> _SOURCE MATERIAL_
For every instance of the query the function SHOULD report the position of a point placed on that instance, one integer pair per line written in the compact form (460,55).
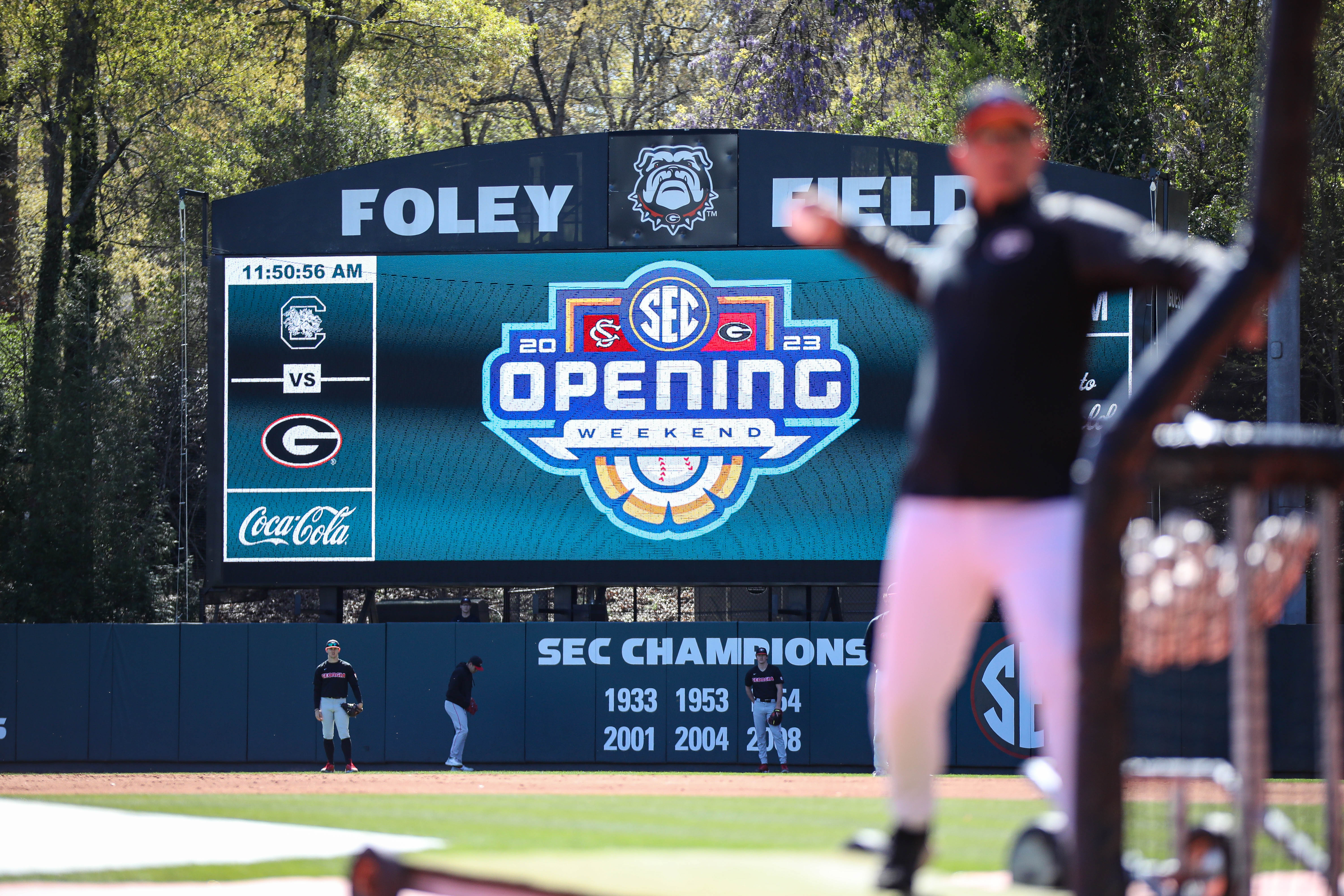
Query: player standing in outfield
(459,706)
(986,504)
(331,683)
(765,691)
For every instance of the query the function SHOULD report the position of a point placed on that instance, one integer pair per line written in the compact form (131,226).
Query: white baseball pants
(334,718)
(761,711)
(947,559)
(459,718)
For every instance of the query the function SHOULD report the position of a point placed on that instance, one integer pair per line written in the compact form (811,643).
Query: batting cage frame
(1118,464)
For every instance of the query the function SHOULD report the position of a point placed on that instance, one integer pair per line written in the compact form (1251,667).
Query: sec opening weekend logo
(671,393)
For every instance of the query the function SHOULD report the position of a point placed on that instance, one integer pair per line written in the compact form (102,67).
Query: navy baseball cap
(997,101)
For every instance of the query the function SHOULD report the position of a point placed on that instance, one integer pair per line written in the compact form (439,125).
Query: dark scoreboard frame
(306,218)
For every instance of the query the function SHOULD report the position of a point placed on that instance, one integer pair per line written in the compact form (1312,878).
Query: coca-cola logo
(322,524)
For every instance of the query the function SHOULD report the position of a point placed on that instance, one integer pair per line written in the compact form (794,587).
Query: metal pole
(183,553)
(1248,700)
(185,398)
(1283,398)
(1329,670)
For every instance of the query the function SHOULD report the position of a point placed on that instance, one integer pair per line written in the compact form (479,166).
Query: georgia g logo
(674,190)
(670,393)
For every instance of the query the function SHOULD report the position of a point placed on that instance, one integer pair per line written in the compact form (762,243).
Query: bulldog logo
(674,190)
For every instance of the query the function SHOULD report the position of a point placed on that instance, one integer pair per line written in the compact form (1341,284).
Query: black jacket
(331,680)
(1010,297)
(460,686)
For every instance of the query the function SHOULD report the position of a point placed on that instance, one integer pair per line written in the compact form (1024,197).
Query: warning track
(583,784)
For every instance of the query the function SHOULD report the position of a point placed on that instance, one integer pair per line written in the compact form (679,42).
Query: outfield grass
(971,835)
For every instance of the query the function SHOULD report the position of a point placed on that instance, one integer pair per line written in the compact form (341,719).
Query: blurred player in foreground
(986,506)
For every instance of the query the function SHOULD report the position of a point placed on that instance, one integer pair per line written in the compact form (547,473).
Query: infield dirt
(584,784)
(541,784)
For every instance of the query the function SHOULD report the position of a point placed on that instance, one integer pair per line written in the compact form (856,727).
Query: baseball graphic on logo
(674,190)
(669,471)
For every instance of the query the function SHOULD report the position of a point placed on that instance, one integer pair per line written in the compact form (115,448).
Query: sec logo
(671,393)
(1003,703)
(671,314)
(734,332)
(302,441)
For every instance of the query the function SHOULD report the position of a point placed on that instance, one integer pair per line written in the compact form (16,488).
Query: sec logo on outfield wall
(670,393)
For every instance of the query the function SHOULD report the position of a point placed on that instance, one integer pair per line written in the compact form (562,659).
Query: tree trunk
(322,65)
(84,267)
(10,108)
(45,370)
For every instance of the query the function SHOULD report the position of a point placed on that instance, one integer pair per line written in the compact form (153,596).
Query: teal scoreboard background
(513,365)
(420,476)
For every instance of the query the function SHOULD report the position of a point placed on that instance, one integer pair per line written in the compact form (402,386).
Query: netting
(1183,813)
(1179,585)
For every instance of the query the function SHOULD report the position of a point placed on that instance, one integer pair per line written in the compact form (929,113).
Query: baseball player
(765,691)
(331,683)
(466,614)
(459,706)
(986,504)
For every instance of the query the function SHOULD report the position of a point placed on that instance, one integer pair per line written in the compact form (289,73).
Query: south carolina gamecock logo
(674,191)
(670,393)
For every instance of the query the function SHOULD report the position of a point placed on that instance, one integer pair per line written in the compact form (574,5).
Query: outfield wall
(552,692)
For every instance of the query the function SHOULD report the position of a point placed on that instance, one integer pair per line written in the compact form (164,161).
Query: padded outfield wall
(554,694)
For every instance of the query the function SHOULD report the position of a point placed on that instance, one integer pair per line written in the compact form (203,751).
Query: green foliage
(970,835)
(108,107)
(294,143)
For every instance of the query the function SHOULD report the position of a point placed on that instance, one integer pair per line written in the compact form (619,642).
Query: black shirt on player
(331,680)
(460,686)
(1010,296)
(763,684)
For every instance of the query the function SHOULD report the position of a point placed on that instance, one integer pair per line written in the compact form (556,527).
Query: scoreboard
(580,359)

> _WHAT IS NEEDED_
Your copy must match the records above word for word and contain no pictures.

> _SOLUTION TO THIS TASK_
For every instance of the query the function SHOULD report the position of a point placed on that instance, one integer pair per line written in the compact form (460,55).
Query: player standing in outfield
(459,706)
(986,504)
(331,683)
(765,691)
For every instance of the query the function SHOULD report the position of a point placed on that instance, one integer pair per line written in the compact form (131,226).
Query: white baseball pants
(334,718)
(761,711)
(947,559)
(459,718)
For every instance of the query the function SHOULD report the position of a point placed on that instance, one integer pair per line written in the compact form (811,643).
Query: batting cage frame
(1118,464)
For every instance of the query the function SHOULD report the position of a point placed on that instance, one integer pair per line written in the compact form (1251,667).
Query: sec opening weekend logo
(671,393)
For every instance of the query the function SHOULD report the position of a point placed on that instance, one integer pair per line written in the compact form (102,67).
Query: navy baseball cap
(997,101)
For every instance of the query the function SHOULD report the position of a point placed on that instance, one integer pair per line written in the compact form (439,125).
Query: dark scoreboard frame
(306,218)
For every instance of the query the function SHOULD report the position of a point placed on that instance, one integer pair per line written in the compact form (1312,878).
Query: coca-cola logo
(322,524)
For every instance of the query the function SHOULD report the position of a point placed on that instance, one integer pair per line written in the compact form (794,587).
Query: metal pole
(183,553)
(1248,700)
(185,398)
(1283,398)
(1329,670)
For every instance of the query the function SHOULD report the position of a point placed on that instance, one integer pair per line written in the compact form (479,166).
Query: georgia g logo
(674,190)
(670,393)
For every instance of the query the function SHOULD report the position of a point placed on that instance, one integer pair per line written in the compact form (762,243).
Query: bulldog logo
(674,190)
For every instance of the query the function SHOULD report the position of a point placed on that instance, one integer pair per line written in the compact form (1341,284).
Query: black jacket
(331,680)
(1010,297)
(460,686)
For every instance of the query the function SHOULD report the position of a point placed on that instance, one integer pair per line written in the compact form (1024,197).
Query: warning track
(583,784)
For every instance of the query the function SHOULD report the position of a point placed on that instance, one integer pair per line written in the compact form (679,42).
Query: outfield grass
(971,835)
For every instance of the query the function SHOULD report the position of a point placed on that instance, one integer pair per line written in the compact form (341,719).
Query: blurred player in foreground
(986,506)
For every instance of the query the function SHOULD report the position of a point placed on that instance, one integer pair per line written in the compact form (547,473).
Query: infield dirt
(584,784)
(541,784)
For every instance of the query the function SHOULD report the position of a point placed on that instance, one integer pair per line written in the compact form (856,727).
Query: baseball graphic on logo
(674,190)
(669,471)
For every instance of the query the function SHOULD report the position of a point placed on that instance, one integer pair per line written in the compact form (115,448).
Query: sec logo
(671,393)
(1003,703)
(671,314)
(734,332)
(302,441)
For every instance of the query the function SHOULD report the position of a point placed on that instance, one integer pair per line written in the compact form (16,488).
Query: sec logo on outfield wall
(670,393)
For every instance of the query the function SHOULD report the position of a point placed on that instance, one integer pair per line written in the compact form (562,659).
Query: tree trunk
(322,65)
(84,267)
(10,108)
(45,370)
For every instance of the query the function SHOULD report the position of a point placed on that instance, one integer pair per line written in the compact form (153,596).
Query: teal scoreboard background
(513,365)
(420,476)
For every instance of the query the function SHOULD report the position of a point placed on that instance, one integer pair per line written in the compact form (402,386).
Query: netting
(1183,813)
(1179,585)
For every instance of the query the function SHOULD report the position of a point placed on that instance, one integer pair per line written in the compact form (929,113).
Query: baseball player
(765,691)
(331,683)
(466,614)
(459,706)
(986,504)
For every instance of the query the function SHOULD report the position of a point placed on that instance, one integer pair per line written in the compact form (289,73).
Query: south carolina gamecock logo
(674,191)
(670,393)
For every instance of the query the function SHOULD report the position of a point placed on that instance, one integer pair per line written in the compact form (574,5).
Query: outfield wall
(552,692)
For every instance of the query the function SHOULD report the position of a point placed on that instance, one integer pair per line written in the compact form (164,161).
Query: padded outfield wall
(554,694)
For every instance of the query the function SHOULD report the position of a point placed on that instance, one integer pair per line written in the compact form (203,751).
Query: green foliage
(970,835)
(108,107)
(294,143)
For every instance of the query the function SHOULD report the position of a point placed on that instance, one integer pair per line written in the compact form (619,642).
Query: black shirt on player
(331,680)
(460,686)
(1010,296)
(763,684)
For every instance of the query the function SHOULD report the position of a point placed on that instance, one integer pair per line written in the compact form (556,527).
Query: scoreboard
(580,359)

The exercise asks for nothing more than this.